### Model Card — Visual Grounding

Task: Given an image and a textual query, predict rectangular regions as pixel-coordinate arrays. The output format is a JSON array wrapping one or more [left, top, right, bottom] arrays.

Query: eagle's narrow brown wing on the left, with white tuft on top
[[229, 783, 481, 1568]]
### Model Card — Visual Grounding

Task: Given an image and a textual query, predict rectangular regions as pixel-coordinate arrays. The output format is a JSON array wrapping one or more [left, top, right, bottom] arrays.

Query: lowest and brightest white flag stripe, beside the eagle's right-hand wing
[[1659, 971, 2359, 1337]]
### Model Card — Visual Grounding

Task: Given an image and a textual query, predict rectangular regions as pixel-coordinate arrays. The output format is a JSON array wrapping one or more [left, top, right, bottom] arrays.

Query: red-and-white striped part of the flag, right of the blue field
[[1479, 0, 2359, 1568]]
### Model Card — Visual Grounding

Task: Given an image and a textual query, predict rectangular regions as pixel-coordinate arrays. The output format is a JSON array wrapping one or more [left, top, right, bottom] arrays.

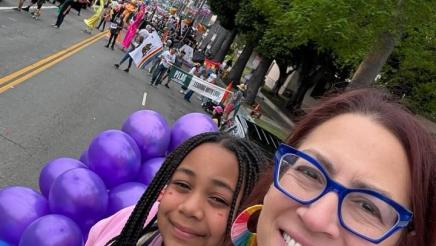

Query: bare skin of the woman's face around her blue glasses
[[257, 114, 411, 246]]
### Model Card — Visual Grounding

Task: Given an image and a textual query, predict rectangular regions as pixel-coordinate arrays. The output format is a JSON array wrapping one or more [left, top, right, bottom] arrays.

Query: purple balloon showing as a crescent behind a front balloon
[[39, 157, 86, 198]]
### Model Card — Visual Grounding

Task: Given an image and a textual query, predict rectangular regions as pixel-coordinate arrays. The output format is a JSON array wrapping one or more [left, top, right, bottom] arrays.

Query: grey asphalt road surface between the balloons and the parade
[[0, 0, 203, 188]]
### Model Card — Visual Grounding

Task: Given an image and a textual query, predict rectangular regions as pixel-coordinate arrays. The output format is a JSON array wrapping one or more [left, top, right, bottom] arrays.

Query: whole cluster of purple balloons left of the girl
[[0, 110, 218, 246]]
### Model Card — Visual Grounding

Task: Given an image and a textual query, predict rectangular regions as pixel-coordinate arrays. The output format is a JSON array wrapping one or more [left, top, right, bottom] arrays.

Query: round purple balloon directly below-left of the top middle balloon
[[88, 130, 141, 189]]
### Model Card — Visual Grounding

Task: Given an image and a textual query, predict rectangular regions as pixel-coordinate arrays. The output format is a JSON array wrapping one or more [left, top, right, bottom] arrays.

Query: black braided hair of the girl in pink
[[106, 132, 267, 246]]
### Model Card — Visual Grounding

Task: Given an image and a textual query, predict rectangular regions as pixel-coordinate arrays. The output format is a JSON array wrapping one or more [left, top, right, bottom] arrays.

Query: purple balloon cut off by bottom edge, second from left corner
...
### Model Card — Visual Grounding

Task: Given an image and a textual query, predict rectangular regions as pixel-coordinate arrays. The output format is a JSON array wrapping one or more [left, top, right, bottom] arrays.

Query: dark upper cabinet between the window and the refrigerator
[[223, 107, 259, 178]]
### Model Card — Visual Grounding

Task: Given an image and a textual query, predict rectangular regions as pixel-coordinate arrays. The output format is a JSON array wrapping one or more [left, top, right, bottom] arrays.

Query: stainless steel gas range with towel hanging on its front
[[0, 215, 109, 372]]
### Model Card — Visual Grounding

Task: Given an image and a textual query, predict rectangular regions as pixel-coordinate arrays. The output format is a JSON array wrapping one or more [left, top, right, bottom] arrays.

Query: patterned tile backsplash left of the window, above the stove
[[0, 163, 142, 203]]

▶ Task objective
Copy only this part of the entries above: the line with "Query: round purple", the line with "Query: purple balloon cut", and the lines between, all exactly as written.

▶ Written solution
Query: round purple balloon directly below-left of the top middle balloon
[[88, 130, 141, 189]]
### Model Card — Visual Grounding

Task: Given an image and a textual query, predict rectangular regions as pixel-coordinate arrays. The output format is a JSON array wrapping one or more [left, top, right, bottom] arrays.

Query: black braided hair of the girl in pink
[[106, 132, 267, 246]]
### Model Card — Visual Grounding

Task: Given an image and a textual query, predict rectangular regions as pixel-coordinate arrays. The output format is a JSON array wrapping one or more [left, top, right, bottom] arrays.

Query: purple balloon cut off by bottom edge, second from left corner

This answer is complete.